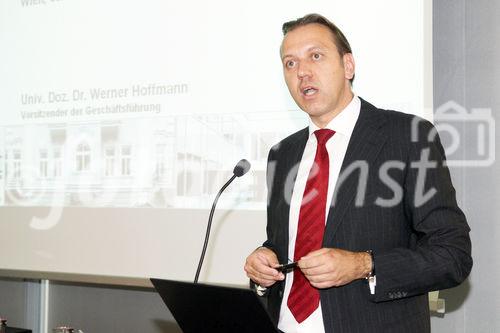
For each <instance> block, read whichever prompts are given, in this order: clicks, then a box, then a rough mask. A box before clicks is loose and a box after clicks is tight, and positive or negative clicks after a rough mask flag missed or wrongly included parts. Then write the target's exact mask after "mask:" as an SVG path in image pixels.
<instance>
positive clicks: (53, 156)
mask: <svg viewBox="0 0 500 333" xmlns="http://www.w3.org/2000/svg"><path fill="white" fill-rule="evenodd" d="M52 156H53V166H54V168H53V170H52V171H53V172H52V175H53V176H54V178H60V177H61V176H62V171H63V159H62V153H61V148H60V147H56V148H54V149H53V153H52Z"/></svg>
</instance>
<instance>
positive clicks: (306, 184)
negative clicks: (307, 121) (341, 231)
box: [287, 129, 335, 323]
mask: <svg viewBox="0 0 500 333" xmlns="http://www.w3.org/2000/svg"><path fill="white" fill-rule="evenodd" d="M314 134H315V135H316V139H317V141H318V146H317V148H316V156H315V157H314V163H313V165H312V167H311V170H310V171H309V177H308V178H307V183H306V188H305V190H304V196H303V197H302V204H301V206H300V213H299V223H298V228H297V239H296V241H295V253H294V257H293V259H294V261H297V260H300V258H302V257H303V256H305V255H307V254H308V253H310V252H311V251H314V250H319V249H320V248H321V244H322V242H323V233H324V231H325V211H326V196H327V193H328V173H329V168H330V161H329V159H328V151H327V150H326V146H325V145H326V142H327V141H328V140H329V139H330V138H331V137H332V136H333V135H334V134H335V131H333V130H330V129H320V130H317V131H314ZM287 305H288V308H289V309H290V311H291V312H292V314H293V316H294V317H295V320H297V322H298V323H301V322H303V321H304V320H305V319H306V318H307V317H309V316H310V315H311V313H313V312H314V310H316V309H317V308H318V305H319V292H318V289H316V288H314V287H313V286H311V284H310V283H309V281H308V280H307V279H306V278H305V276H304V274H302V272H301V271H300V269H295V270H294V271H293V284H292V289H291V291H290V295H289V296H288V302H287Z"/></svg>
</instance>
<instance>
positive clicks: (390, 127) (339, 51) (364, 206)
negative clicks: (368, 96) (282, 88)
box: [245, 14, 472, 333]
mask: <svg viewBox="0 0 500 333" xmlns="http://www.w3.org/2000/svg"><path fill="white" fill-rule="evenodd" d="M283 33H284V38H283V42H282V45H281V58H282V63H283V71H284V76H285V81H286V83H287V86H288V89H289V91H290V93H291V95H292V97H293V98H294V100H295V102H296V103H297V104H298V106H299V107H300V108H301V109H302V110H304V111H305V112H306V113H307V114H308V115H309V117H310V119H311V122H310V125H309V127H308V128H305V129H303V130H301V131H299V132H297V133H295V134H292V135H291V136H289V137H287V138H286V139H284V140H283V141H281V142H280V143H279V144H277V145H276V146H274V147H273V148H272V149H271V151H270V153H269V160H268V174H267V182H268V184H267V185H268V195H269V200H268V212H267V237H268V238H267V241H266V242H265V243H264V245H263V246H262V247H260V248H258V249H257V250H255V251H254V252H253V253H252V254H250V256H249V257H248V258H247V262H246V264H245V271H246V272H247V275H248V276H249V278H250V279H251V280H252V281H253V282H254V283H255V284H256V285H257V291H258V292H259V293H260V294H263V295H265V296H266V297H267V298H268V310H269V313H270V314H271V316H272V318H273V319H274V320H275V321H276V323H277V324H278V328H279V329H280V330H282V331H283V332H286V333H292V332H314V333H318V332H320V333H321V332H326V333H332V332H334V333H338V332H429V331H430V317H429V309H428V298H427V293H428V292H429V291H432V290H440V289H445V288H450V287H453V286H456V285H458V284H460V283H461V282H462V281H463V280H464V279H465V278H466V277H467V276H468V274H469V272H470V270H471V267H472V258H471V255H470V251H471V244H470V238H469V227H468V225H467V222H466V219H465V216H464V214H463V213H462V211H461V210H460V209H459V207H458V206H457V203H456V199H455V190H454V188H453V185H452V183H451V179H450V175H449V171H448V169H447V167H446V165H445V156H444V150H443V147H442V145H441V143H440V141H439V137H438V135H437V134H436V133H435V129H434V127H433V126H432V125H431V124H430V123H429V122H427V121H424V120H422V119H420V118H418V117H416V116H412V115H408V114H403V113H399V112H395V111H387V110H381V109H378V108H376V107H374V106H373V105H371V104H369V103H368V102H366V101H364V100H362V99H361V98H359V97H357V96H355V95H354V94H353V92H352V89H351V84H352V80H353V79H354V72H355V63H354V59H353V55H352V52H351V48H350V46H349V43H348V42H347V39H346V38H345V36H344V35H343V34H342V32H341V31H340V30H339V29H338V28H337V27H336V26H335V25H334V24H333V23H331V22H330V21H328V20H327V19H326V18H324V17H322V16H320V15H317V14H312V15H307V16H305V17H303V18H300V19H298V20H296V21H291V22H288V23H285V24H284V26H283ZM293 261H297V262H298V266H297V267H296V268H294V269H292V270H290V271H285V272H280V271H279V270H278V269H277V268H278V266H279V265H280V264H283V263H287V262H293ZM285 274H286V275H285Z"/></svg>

+++

**What you need to do:** Pictures stay out, but every record above is to be returned exactly.

**Task result:**
For each <instance> block, read whichever prompts are given, in this order: clicks, then a box, then a rough mask. A box before clicks is loose and a box after clicks is tight, and positive or negative clicks after a rough mask flag missed or wrongly included parts. Then write the target's exact mask after "mask:" as an SVG path in image pixels.
<instance>
positive clicks: (53, 156)
mask: <svg viewBox="0 0 500 333" xmlns="http://www.w3.org/2000/svg"><path fill="white" fill-rule="evenodd" d="M52 156H53V166H54V168H53V170H52V171H53V172H52V175H53V176H54V178H60V177H61V176H62V171H63V159H62V153H61V148H60V147H56V148H54V149H53V153H52Z"/></svg>
</instance>
<instance>
positive clicks: (306, 184)
negative clicks: (307, 121) (341, 231)
box: [287, 129, 335, 323]
mask: <svg viewBox="0 0 500 333" xmlns="http://www.w3.org/2000/svg"><path fill="white" fill-rule="evenodd" d="M314 134H315V135H316V139H317V141H318V146H317V148H316V156H315V157H314V163H313V165H312V167H311V170H310V171H309V177H308V178H307V183H306V188H305V190H304V196H303V197H302V204H301V206H300V213H299V223H298V228H297V239H296V241H295V253H294V257H293V259H294V261H297V260H300V258H302V257H303V256H305V255H307V254H308V253H310V252H311V251H314V250H319V249H320V248H321V244H322V242H323V233H324V231H325V211H326V196H327V193H328V173H329V168H330V161H329V159H328V151H327V150H326V146H325V145H326V142H327V141H328V140H329V139H330V138H331V137H332V136H333V135H334V134H335V131H333V130H330V129H320V130H317V131H314ZM287 305H288V308H289V309H290V311H291V312H292V314H293V316H294V317H295V320H297V322H298V323H301V322H303V321H304V320H305V319H306V318H307V317H309V316H310V315H311V313H313V312H314V310H316V309H317V308H318V305H319V292H318V289H316V288H314V287H313V286H311V284H310V283H309V281H308V280H307V279H306V278H305V276H304V274H302V272H301V271H300V269H295V270H294V271H293V284H292V289H291V291H290V295H289V296H288V302H287Z"/></svg>
</instance>
<instance>
positive clicks: (390, 127) (339, 51) (364, 206)
negative clicks: (368, 96) (282, 88)
box: [245, 14, 472, 333]
mask: <svg viewBox="0 0 500 333" xmlns="http://www.w3.org/2000/svg"><path fill="white" fill-rule="evenodd" d="M283 33H284V38H283V42H282V45H281V58H282V63H283V71H284V76H285V81H286V83H287V86H288V89H289V91H290V93H291V95H292V97H293V98H294V100H295V102H296V103H297V104H298V106H299V107H300V108H301V109H302V110H304V111H305V112H306V113H307V114H308V115H309V117H310V119H311V122H310V125H309V127H308V128H305V129H303V130H301V131H299V132H297V133H295V134H292V135H291V136H289V137H287V138H286V139H284V140H283V141H281V142H280V143H279V144H277V145H276V146H274V147H273V148H272V149H271V151H270V153H269V160H268V174H267V182H268V184H267V185H268V195H269V200H268V212H267V237H268V238H267V241H266V242H265V243H264V245H263V246H262V247H260V248H258V249H257V250H255V251H254V252H253V253H252V254H250V256H249V257H248V258H247V262H246V264H245V271H246V272H247V275H248V276H249V278H250V279H251V280H252V281H253V282H254V283H255V284H256V285H257V291H258V292H259V293H260V294H263V295H265V296H266V297H267V298H268V310H269V313H270V314H271V316H272V318H273V319H274V320H275V321H276V323H277V324H278V328H279V329H280V330H282V331H283V332H286V333H292V332H314V333H318V332H320V333H321V332H326V333H332V332H334V333H338V332H429V331H430V317H429V309H428V298H427V293H428V292H429V291H432V290H440V289H445V288H450V287H453V286H456V285H458V284H460V283H461V282H462V281H463V280H464V279H465V278H466V277H467V276H468V274H469V272H470V270H471V267H472V258H471V255H470V251H471V244H470V238H469V227H468V225H467V222H466V219H465V216H464V214H463V213H462V211H461V210H460V209H459V207H458V206H457V203H456V199H455V190H454V188H453V185H452V183H451V179H450V175H449V171H448V169H447V167H446V165H445V156H444V150H443V147H442V145H441V143H440V141H439V137H438V135H437V134H436V133H435V129H434V127H433V126H432V125H431V124H430V123H429V122H427V121H424V120H422V119H420V118H418V117H416V116H412V115H408V114H403V113H399V112H395V111H387V110H381V109H378V108H376V107H374V106H373V105H371V104H369V103H368V102H366V101H364V100H362V99H361V98H359V97H357V96H355V95H354V94H353V92H352V89H351V84H352V80H353V79H354V72H355V63H354V59H353V55H352V52H351V48H350V46H349V43H348V42H347V39H346V38H345V36H344V35H343V34H342V32H341V31H340V30H339V29H338V28H337V27H336V26H335V25H334V24H333V23H331V22H330V21H328V20H327V19H326V18H324V17H322V16H320V15H317V14H312V15H307V16H305V17H303V18H300V19H298V20H296V21H291V22H288V23H285V24H284V26H283ZM293 261H297V262H298V266H297V267H296V268H294V269H292V270H290V271H285V272H280V271H279V270H278V269H277V268H278V266H279V265H280V264H283V263H287V262H293ZM285 274H286V275H285Z"/></svg>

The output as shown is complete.